YOUR TASKS »
(a) Echo the stretch of the conservation abstract from "Accepted Paper" through "approach to conservation." word for word.
(b) In the abstract on digitisation in conservation, what kind of reading is said to explain the appeal of an opaque technical approach to conservation?
(c) Go on with the abstract on digitisation in conservation, picking up after its last sentence.

SUPPLIED TEXT »
● ● ● ● ●
Accepted Paper
Presentation short abstract
AI monitoring, platforms, and biodiversity credits recast nature as tradable ‘units’. Though it promises transparency and efficiency, digitisation trends in conservation are yielding illiberal valuation regimes. A Lacanian reading explains the appeal of an opaque technical approach to conservation.
Presentation long abstract
The liberal promises of transparency, rational management, and market efficiency have long organised neoliberal conservation, while digitisation and datafication are familiar handmaidens to its eternally deferred promises to arrive at competitive markets that finally integrate the proper ‘value’ of nature. Yet the rise of digital monitoring, AI-driven ecological modelling, and platform-mediated certification for trading in ‘fictitious capital’ is reshaping conservation in ways that sit uneasily with these liberal norms.
● ● ● ● ●
INFORMATION PROVIDED »
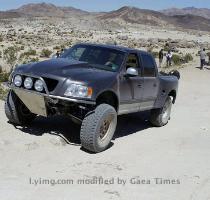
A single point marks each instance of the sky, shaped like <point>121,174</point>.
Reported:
<point>108,5</point>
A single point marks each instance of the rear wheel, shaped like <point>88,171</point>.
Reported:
<point>160,117</point>
<point>16,111</point>
<point>98,128</point>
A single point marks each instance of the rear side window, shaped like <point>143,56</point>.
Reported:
<point>148,65</point>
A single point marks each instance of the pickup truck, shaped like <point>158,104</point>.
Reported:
<point>92,84</point>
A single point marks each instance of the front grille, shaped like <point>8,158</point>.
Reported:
<point>51,83</point>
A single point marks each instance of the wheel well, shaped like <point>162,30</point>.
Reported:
<point>108,98</point>
<point>173,94</point>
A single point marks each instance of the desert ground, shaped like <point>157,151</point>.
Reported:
<point>172,162</point>
<point>46,161</point>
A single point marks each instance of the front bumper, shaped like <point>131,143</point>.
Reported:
<point>37,102</point>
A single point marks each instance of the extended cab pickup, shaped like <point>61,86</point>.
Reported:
● ● ● ● ●
RESPONSES »
(a)
Accepted Paper
Presentation short abstract
AI monitoring, platforms, and biodiversity credits recast nature as tradable ‘units’. Though it promises transparency and efficiency, digitisation trends in conservation are yielding illiberal valuation regimes. A Lacanian reading explains the appeal of an opaque technical approach to conservation.

(b) A Lacanian reading.

(c)
To understand whether, how, and why digitisation trends in conservation are contributing to an illiberal sea change requires examining much more than the technologies themselves. In contemporary biodiversity market initiatives, big technology firms, state governments, and international NGOs are collaborating to create a new asset class – the “unit of nature” – the latest promise to attract private capital into conservation. I argue that rather than delivering competitive markets or transparency, the emerging digital assemblages illiberally centralise authority in private platforms that determine what counts as nature, how it is measured, and which ecological claims qualify as tradable value.
To account for the appeal and legitimacy of these opaque valuation systems, I draw on psychoanalytic political ecology, particularly Jodi Dean’s Lacanian account of the decline of symbolic authority in illiberal contexts. The erosion of shared, public criteria of ecological truth produces new attachments to opaque technical systems, which are embraced as authoritative precisely because their internal workings are inscrutable. Digitisation thus becomes an unlikely stabiliser of illiberal conservation: a fetishised black box that masks and reproduces the political-economic dynamics enabling it.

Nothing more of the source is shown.